DOCUMENT EXTRACT:

My friend’s childhood friend recently passed away after a painful bout with cancer. She was abandoned by her boyfriend because she was ‘too negative’ about her illness. A mutual friend of my friend’s also blamed the ailing woman for being too negative. If she couldn’t be positive about her disease, then she must in part have been responsible for her own decline. Or so the thinking goes.

If there is anything unique about this story, it is the nationality of the cast: they are Italian. In the United States, this is the norm. People who suffer from debilitating diseases are not only expected to endure the pain but also to put on a brave face. If they don’t, then friends can abandon them with a clear conscience. They just aren’t being positive, and hence are the architects of their own decline.

Positivity became the reigning attitudinal orthodoxy around the time of the ‘Reagan Revolution’, but it has its roots farther back in Calvinist theology. God rewards piety and hard work with success; failure, perforce, is evidence of sloth. Sidney Blumenthal once ironically summed up the mindset as ‘God takes most pleasure in people who are most pleased’. Reagan turned positivity into the central tenet of American civic religion. This also freed the New Right from the responsibility of caring for the destitute and vulnerable: if they aren’t doing well the fault must necessarily lie with them. It has come to a point, notes Barbara Ehrenreich in this excellent interview on Media Matters, that even people who lose their jobs are expected to be positive about it. Since a negative attitude will merely prove that their dismissal was justified.

As for illness, Tony Judt ends a recent essay about the torment of enduring nights while suffering from ALS thus: ‘Loss is loss, and nothing is gained by calling it by a nicer name. My nights are intriguing; but I could do without them.’

BRIEF 1:
Reproduce the part of the piece on positivity that opens with the words containing "My friend’s childhood" and closes with "their own decline.".
BRIEF 2:
Answer these questions from the piece on positivity:
(a) What nationality are the people in the opening story?
(b) Who summed up the mindset as "God takes most pleasure in people who are most pleased"?
(c) What disease was Tony Judt suffering from?
The data after this point is separate material and is not connected to the piece on positivity.

(Photo-based referring expression data)
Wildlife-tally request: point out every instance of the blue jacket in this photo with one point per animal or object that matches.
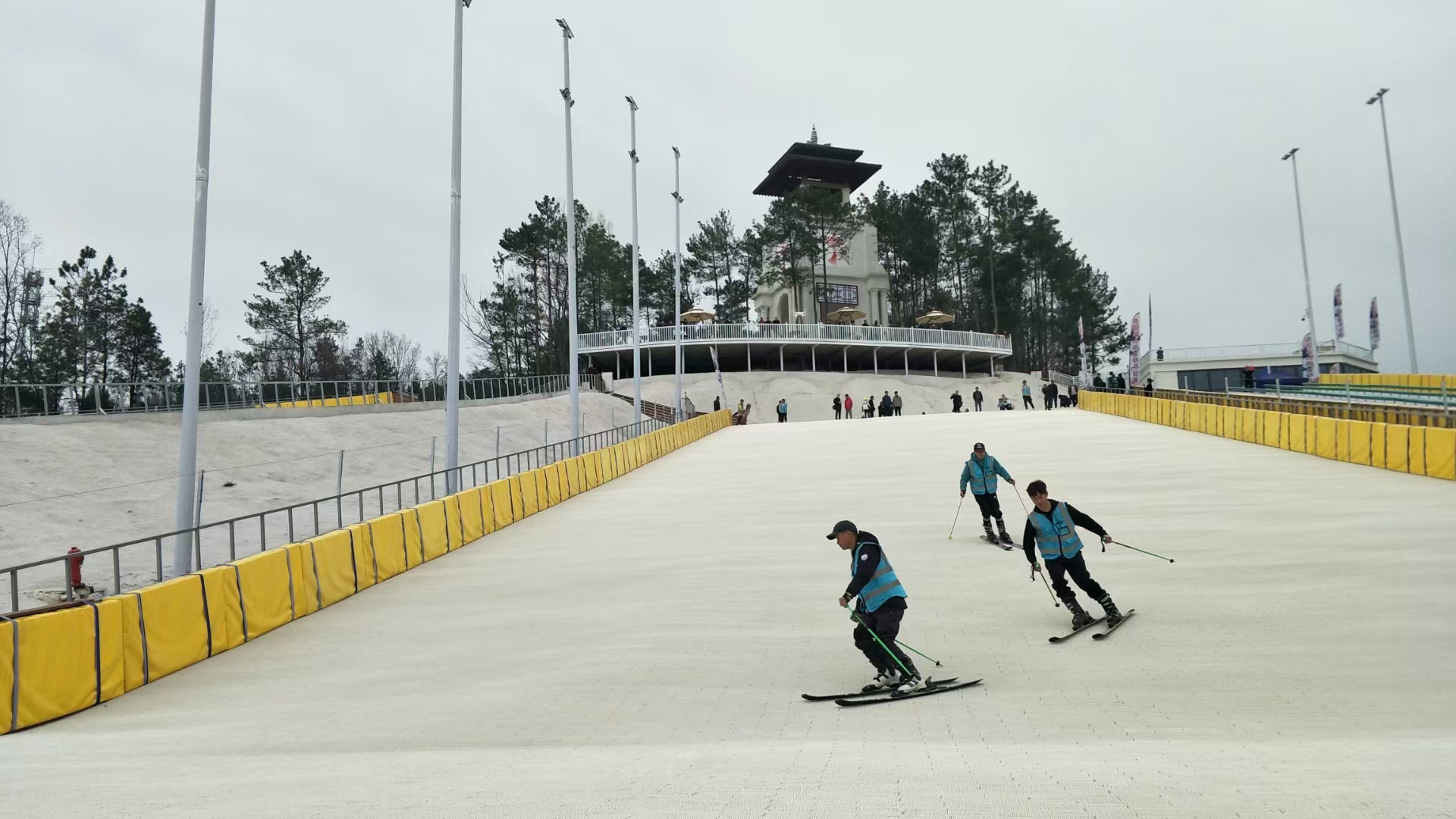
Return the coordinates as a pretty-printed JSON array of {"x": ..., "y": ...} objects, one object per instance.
[{"x": 982, "y": 475}]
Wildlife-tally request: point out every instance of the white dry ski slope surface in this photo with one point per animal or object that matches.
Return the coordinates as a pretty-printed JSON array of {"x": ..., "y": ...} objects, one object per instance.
[{"x": 641, "y": 651}]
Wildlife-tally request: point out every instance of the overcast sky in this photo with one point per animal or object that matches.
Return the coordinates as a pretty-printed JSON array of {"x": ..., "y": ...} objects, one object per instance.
[{"x": 1152, "y": 130}]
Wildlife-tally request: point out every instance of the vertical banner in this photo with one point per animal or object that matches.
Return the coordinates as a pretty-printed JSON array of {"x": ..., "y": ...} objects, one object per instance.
[
  {"x": 1340, "y": 315},
  {"x": 1133, "y": 353},
  {"x": 1084, "y": 376},
  {"x": 721, "y": 391}
]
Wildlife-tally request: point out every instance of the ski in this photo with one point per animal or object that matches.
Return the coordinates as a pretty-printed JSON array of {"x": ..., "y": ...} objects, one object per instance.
[
  {"x": 1076, "y": 632},
  {"x": 826, "y": 697},
  {"x": 998, "y": 544},
  {"x": 912, "y": 695},
  {"x": 1126, "y": 617}
]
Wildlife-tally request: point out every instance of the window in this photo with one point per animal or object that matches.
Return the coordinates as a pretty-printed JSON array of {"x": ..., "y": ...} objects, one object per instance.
[{"x": 840, "y": 295}]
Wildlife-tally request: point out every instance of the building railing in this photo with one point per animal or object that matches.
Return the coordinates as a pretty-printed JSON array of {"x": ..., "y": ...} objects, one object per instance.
[
  {"x": 802, "y": 333},
  {"x": 221, "y": 541},
  {"x": 30, "y": 400}
]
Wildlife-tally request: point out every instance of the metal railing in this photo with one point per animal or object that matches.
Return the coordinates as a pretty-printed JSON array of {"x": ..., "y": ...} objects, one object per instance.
[
  {"x": 253, "y": 532},
  {"x": 31, "y": 400},
  {"x": 1326, "y": 407},
  {"x": 802, "y": 333}
]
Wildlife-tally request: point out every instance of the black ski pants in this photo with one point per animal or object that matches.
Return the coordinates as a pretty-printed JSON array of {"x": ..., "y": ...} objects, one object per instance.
[
  {"x": 989, "y": 506},
  {"x": 1078, "y": 569},
  {"x": 886, "y": 621}
]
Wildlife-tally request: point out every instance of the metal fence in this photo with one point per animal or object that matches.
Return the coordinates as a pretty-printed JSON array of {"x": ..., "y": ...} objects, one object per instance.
[
  {"x": 801, "y": 333},
  {"x": 221, "y": 541},
  {"x": 30, "y": 400}
]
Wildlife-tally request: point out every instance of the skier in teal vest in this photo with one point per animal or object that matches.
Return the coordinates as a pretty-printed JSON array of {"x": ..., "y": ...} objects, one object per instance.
[
  {"x": 880, "y": 608},
  {"x": 981, "y": 474},
  {"x": 1052, "y": 529}
]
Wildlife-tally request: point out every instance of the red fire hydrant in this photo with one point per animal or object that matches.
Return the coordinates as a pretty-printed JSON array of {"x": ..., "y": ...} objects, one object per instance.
[{"x": 76, "y": 567}]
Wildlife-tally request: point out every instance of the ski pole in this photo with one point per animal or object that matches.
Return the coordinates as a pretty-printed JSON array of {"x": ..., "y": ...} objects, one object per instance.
[
  {"x": 854, "y": 614},
  {"x": 1145, "y": 551},
  {"x": 927, "y": 656},
  {"x": 1034, "y": 573}
]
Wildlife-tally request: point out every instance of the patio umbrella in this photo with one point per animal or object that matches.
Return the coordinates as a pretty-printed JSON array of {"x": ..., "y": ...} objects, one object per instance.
[{"x": 935, "y": 316}]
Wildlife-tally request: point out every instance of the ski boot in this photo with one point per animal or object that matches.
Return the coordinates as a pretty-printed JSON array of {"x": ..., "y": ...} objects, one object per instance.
[
  {"x": 1110, "y": 610},
  {"x": 884, "y": 681},
  {"x": 1005, "y": 535}
]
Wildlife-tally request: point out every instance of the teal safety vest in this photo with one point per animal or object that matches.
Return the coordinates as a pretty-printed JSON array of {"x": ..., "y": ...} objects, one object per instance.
[
  {"x": 881, "y": 586},
  {"x": 1056, "y": 535},
  {"x": 982, "y": 477}
]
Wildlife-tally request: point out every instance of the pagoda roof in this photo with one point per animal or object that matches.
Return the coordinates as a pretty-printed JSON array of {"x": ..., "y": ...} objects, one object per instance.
[{"x": 820, "y": 165}]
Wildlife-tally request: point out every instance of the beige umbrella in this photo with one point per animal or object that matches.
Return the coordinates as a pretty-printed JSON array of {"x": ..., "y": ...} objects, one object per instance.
[{"x": 935, "y": 316}]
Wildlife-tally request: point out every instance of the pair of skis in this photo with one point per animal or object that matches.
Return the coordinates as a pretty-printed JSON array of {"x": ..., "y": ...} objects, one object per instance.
[
  {"x": 1098, "y": 635},
  {"x": 875, "y": 697}
]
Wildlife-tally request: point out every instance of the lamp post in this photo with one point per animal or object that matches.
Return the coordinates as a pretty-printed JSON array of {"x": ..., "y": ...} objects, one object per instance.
[
  {"x": 1304, "y": 257},
  {"x": 677, "y": 283},
  {"x": 1400, "y": 243},
  {"x": 571, "y": 242},
  {"x": 637, "y": 309},
  {"x": 185, "y": 516},
  {"x": 453, "y": 334}
]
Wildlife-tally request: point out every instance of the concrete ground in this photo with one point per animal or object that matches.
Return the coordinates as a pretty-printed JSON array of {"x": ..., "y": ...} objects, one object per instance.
[{"x": 641, "y": 651}]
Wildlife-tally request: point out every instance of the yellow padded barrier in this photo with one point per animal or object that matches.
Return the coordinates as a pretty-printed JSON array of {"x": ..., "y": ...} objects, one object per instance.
[
  {"x": 530, "y": 493},
  {"x": 388, "y": 537},
  {"x": 501, "y": 503},
  {"x": 1417, "y": 458},
  {"x": 517, "y": 502},
  {"x": 67, "y": 661},
  {"x": 1272, "y": 428},
  {"x": 573, "y": 468},
  {"x": 1359, "y": 435},
  {"x": 1440, "y": 453},
  {"x": 224, "y": 608},
  {"x": 306, "y": 598},
  {"x": 334, "y": 563},
  {"x": 472, "y": 519},
  {"x": 1397, "y": 447},
  {"x": 1326, "y": 430},
  {"x": 9, "y": 635},
  {"x": 431, "y": 518},
  {"x": 169, "y": 632},
  {"x": 265, "y": 585},
  {"x": 416, "y": 538},
  {"x": 1296, "y": 433},
  {"x": 366, "y": 566},
  {"x": 455, "y": 522}
]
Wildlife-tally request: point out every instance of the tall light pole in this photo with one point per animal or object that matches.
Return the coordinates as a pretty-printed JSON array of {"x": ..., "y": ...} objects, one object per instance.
[
  {"x": 571, "y": 241},
  {"x": 187, "y": 460},
  {"x": 453, "y": 353},
  {"x": 1400, "y": 243},
  {"x": 637, "y": 308},
  {"x": 677, "y": 283},
  {"x": 1304, "y": 257}
]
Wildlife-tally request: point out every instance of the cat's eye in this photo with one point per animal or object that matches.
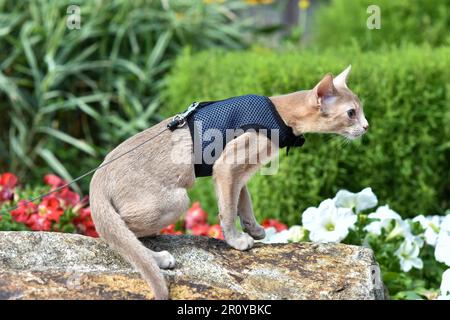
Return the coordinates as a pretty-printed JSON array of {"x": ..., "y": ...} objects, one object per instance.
[{"x": 351, "y": 113}]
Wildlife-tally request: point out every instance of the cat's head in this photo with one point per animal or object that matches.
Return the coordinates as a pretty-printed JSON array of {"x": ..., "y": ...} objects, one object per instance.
[{"x": 338, "y": 109}]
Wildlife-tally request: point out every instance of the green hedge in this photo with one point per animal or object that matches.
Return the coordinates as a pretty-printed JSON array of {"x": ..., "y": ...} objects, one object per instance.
[
  {"x": 404, "y": 157},
  {"x": 343, "y": 23}
]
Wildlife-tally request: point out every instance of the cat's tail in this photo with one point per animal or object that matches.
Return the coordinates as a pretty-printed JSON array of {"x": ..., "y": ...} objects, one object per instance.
[{"x": 113, "y": 229}]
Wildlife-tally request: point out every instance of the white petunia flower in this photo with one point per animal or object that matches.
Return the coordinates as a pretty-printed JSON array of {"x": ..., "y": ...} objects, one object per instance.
[
  {"x": 384, "y": 215},
  {"x": 272, "y": 236},
  {"x": 408, "y": 253},
  {"x": 442, "y": 250},
  {"x": 445, "y": 286},
  {"x": 431, "y": 226},
  {"x": 328, "y": 223},
  {"x": 362, "y": 200},
  {"x": 402, "y": 228},
  {"x": 296, "y": 233},
  {"x": 293, "y": 234}
]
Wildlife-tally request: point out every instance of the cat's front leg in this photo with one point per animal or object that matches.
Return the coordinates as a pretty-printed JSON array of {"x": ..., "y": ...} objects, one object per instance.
[{"x": 247, "y": 217}]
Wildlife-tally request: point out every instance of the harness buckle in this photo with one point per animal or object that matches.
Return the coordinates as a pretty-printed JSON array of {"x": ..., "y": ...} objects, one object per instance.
[{"x": 179, "y": 120}]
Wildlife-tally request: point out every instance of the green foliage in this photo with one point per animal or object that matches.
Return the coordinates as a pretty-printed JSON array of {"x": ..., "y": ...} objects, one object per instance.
[
  {"x": 404, "y": 157},
  {"x": 63, "y": 89},
  {"x": 343, "y": 23}
]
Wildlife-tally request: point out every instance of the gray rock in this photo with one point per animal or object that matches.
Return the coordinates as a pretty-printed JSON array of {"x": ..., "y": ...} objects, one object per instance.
[{"x": 41, "y": 265}]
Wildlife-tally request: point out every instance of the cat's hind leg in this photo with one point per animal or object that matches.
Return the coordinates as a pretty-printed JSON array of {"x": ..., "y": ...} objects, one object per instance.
[
  {"x": 247, "y": 217},
  {"x": 151, "y": 213}
]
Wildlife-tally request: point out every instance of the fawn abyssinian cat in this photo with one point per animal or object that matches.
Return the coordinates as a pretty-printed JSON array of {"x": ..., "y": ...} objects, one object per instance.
[{"x": 145, "y": 191}]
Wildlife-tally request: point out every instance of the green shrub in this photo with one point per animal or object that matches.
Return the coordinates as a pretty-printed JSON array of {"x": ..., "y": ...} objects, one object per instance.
[
  {"x": 404, "y": 157},
  {"x": 343, "y": 23},
  {"x": 92, "y": 87}
]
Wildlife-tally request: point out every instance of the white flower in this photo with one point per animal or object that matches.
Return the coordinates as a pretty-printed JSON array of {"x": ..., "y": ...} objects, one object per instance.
[
  {"x": 385, "y": 215},
  {"x": 431, "y": 226},
  {"x": 408, "y": 253},
  {"x": 445, "y": 286},
  {"x": 362, "y": 200},
  {"x": 272, "y": 236},
  {"x": 296, "y": 233},
  {"x": 328, "y": 223},
  {"x": 442, "y": 250},
  {"x": 402, "y": 228}
]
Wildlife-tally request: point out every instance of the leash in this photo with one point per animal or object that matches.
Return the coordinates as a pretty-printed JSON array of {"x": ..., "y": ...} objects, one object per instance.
[{"x": 178, "y": 121}]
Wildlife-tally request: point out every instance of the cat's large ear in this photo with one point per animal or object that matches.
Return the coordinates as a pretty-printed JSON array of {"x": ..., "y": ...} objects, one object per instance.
[
  {"x": 341, "y": 79},
  {"x": 325, "y": 88}
]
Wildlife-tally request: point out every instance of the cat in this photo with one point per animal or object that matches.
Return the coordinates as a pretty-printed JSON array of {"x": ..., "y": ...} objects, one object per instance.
[{"x": 145, "y": 191}]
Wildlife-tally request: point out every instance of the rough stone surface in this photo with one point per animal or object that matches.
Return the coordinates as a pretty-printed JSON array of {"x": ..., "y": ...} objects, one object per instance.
[{"x": 41, "y": 265}]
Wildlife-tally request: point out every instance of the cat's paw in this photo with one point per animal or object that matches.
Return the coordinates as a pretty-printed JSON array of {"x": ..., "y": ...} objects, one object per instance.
[
  {"x": 164, "y": 260},
  {"x": 241, "y": 242},
  {"x": 257, "y": 232}
]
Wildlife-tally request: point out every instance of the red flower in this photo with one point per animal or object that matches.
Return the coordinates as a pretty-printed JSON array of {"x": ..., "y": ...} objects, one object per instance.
[
  {"x": 8, "y": 182},
  {"x": 69, "y": 198},
  {"x": 50, "y": 209},
  {"x": 24, "y": 211},
  {"x": 200, "y": 229},
  {"x": 195, "y": 216},
  {"x": 267, "y": 223},
  {"x": 38, "y": 217},
  {"x": 84, "y": 223},
  {"x": 170, "y": 229},
  {"x": 215, "y": 231},
  {"x": 37, "y": 222},
  {"x": 54, "y": 181}
]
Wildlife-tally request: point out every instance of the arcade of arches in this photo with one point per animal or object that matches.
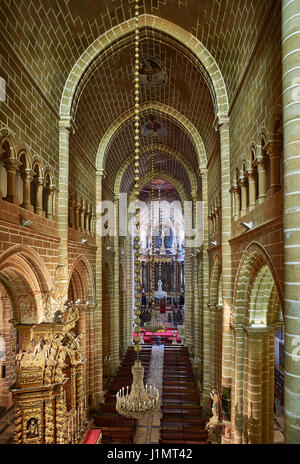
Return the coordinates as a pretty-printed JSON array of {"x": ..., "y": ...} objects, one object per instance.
[{"x": 220, "y": 114}]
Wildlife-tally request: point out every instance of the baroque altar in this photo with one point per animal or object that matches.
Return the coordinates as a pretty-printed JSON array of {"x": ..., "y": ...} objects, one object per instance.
[{"x": 50, "y": 393}]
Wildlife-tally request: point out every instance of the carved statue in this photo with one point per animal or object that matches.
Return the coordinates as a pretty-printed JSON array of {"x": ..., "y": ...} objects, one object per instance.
[
  {"x": 32, "y": 430},
  {"x": 216, "y": 406}
]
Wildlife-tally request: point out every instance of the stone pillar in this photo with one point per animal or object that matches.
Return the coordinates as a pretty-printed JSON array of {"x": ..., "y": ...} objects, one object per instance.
[
  {"x": 223, "y": 125},
  {"x": 237, "y": 202},
  {"x": 262, "y": 177},
  {"x": 11, "y": 167},
  {"x": 274, "y": 151},
  {"x": 92, "y": 353},
  {"x": 98, "y": 352},
  {"x": 188, "y": 283},
  {"x": 252, "y": 189},
  {"x": 206, "y": 341},
  {"x": 9, "y": 335},
  {"x": 213, "y": 337},
  {"x": 243, "y": 184},
  {"x": 196, "y": 326},
  {"x": 82, "y": 213},
  {"x": 237, "y": 387},
  {"x": 255, "y": 385},
  {"x": 50, "y": 193},
  {"x": 39, "y": 185},
  {"x": 27, "y": 178},
  {"x": 115, "y": 309},
  {"x": 76, "y": 208},
  {"x": 291, "y": 154},
  {"x": 71, "y": 209},
  {"x": 291, "y": 131},
  {"x": 63, "y": 194}
]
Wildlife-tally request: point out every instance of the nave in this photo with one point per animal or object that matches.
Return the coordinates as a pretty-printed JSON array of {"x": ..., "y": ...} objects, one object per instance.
[
  {"x": 149, "y": 219},
  {"x": 179, "y": 419}
]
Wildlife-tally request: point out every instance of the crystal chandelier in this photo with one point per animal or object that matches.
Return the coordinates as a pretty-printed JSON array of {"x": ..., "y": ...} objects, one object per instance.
[{"x": 140, "y": 400}]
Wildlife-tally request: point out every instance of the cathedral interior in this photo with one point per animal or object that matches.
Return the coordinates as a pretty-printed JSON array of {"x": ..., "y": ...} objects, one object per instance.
[{"x": 150, "y": 221}]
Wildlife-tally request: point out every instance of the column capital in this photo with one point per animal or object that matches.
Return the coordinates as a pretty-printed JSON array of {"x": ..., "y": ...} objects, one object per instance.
[
  {"x": 101, "y": 173},
  {"x": 66, "y": 122},
  {"x": 273, "y": 149},
  {"x": 12, "y": 164},
  {"x": 261, "y": 160},
  {"x": 27, "y": 174},
  {"x": 222, "y": 122}
]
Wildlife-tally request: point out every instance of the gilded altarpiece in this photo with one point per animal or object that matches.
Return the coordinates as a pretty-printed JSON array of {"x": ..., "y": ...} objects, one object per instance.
[{"x": 49, "y": 396}]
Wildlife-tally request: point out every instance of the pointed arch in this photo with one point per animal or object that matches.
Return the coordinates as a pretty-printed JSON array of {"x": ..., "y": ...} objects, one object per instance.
[
  {"x": 118, "y": 32},
  {"x": 254, "y": 259},
  {"x": 81, "y": 281}
]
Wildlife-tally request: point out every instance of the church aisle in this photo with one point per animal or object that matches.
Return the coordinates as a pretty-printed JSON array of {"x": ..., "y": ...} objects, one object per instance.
[{"x": 148, "y": 428}]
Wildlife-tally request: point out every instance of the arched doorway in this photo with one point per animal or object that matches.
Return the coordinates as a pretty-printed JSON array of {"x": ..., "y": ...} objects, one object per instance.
[
  {"x": 256, "y": 318},
  {"x": 82, "y": 293},
  {"x": 107, "y": 335},
  {"x": 216, "y": 310},
  {"x": 123, "y": 312}
]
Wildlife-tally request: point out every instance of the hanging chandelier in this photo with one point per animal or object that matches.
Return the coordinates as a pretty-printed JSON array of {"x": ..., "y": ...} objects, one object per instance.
[{"x": 139, "y": 400}]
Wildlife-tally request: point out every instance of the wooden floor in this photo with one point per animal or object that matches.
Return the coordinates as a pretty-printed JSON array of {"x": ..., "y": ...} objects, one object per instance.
[{"x": 178, "y": 421}]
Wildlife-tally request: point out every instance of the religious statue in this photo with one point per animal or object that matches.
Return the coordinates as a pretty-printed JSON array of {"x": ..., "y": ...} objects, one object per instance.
[
  {"x": 216, "y": 406},
  {"x": 160, "y": 293},
  {"x": 217, "y": 423},
  {"x": 32, "y": 428}
]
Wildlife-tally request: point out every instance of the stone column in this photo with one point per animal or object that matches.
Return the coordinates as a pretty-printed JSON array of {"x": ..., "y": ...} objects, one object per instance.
[
  {"x": 237, "y": 385},
  {"x": 197, "y": 310},
  {"x": 82, "y": 213},
  {"x": 255, "y": 385},
  {"x": 274, "y": 151},
  {"x": 188, "y": 283},
  {"x": 71, "y": 216},
  {"x": 243, "y": 184},
  {"x": 237, "y": 202},
  {"x": 63, "y": 194},
  {"x": 213, "y": 337},
  {"x": 50, "y": 193},
  {"x": 11, "y": 167},
  {"x": 262, "y": 176},
  {"x": 39, "y": 185},
  {"x": 252, "y": 189},
  {"x": 223, "y": 125},
  {"x": 27, "y": 178},
  {"x": 9, "y": 335},
  {"x": 291, "y": 150},
  {"x": 115, "y": 309},
  {"x": 76, "y": 208},
  {"x": 205, "y": 341},
  {"x": 98, "y": 372},
  {"x": 92, "y": 353}
]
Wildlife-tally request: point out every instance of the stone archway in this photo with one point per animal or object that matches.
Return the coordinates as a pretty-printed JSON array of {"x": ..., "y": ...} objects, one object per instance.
[
  {"x": 123, "y": 311},
  {"x": 254, "y": 322},
  {"x": 108, "y": 323},
  {"x": 82, "y": 292},
  {"x": 216, "y": 310}
]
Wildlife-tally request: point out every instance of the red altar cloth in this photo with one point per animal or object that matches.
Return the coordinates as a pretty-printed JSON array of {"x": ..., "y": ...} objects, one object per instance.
[
  {"x": 167, "y": 334},
  {"x": 92, "y": 437}
]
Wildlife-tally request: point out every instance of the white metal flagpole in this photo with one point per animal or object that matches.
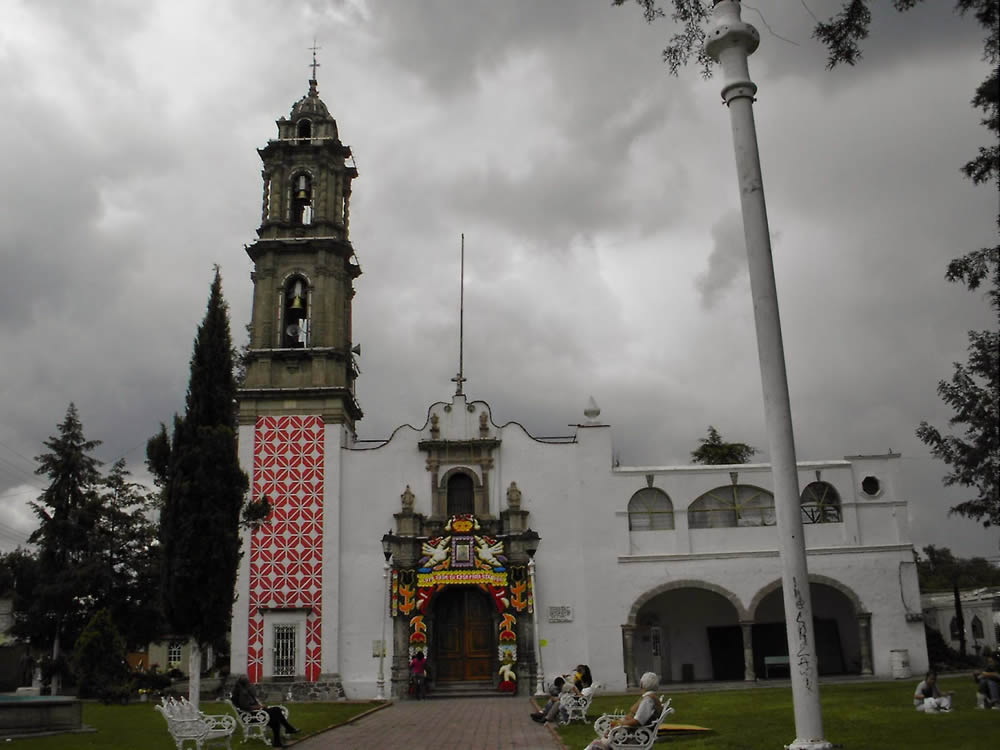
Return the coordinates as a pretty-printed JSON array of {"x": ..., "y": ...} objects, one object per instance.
[{"x": 730, "y": 41}]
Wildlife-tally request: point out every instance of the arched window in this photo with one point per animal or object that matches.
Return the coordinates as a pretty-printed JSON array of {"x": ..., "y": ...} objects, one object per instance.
[
  {"x": 820, "y": 503},
  {"x": 650, "y": 509},
  {"x": 296, "y": 314},
  {"x": 302, "y": 200},
  {"x": 461, "y": 494},
  {"x": 977, "y": 628},
  {"x": 956, "y": 634},
  {"x": 736, "y": 505}
]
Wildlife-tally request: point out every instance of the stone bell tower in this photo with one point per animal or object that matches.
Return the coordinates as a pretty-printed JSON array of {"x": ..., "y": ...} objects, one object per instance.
[
  {"x": 297, "y": 407},
  {"x": 300, "y": 359}
]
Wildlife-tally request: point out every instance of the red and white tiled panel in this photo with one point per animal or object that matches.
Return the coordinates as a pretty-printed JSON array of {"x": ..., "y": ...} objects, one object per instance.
[{"x": 286, "y": 554}]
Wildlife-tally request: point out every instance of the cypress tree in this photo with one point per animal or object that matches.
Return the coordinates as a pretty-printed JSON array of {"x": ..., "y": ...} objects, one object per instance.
[{"x": 203, "y": 492}]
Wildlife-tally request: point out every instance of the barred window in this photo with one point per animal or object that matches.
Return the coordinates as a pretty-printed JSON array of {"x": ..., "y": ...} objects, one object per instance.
[
  {"x": 650, "y": 509},
  {"x": 820, "y": 503},
  {"x": 174, "y": 650},
  {"x": 735, "y": 505}
]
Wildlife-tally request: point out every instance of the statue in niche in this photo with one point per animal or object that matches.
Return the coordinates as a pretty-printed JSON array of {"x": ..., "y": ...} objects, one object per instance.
[
  {"x": 407, "y": 499},
  {"x": 513, "y": 497}
]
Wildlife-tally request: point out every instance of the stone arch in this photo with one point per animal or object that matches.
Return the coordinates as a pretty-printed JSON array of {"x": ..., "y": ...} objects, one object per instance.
[
  {"x": 833, "y": 583},
  {"x": 471, "y": 473},
  {"x": 685, "y": 584}
]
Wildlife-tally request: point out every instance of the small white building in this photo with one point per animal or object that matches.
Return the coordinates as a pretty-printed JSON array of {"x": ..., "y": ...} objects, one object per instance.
[
  {"x": 673, "y": 569},
  {"x": 980, "y": 611}
]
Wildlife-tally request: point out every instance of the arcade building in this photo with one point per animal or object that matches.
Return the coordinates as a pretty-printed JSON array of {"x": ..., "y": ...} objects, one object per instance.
[{"x": 488, "y": 548}]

EXERCISE RESULT 1:
My friend’s childhood friend recently passed away after a painful bout with cancer. She was abandoned by her boyfriend because she was ‘too negative’ about her illness. A mutual friend of my friend’s also blamed the ailing woman for being too negative. If she couldn’t be positive about her disease, then she must in part have been responsible for her own decline. Or so the thinking goes.

If there is anything unique about this story, it is the nationality of the cast: they are Italian. In the United States, this is the norm. People who suffer from debilitating diseases are not only expected to endure the pain but also to put on a brave face. If they don’t, then friends can abandon them with a clear conscience. They just aren’t being positive, and hence are the architects of their own decline.

EXERCISE RESULT 2:
(a) Italian
(b) Sidney Blumenthal
(c) ALS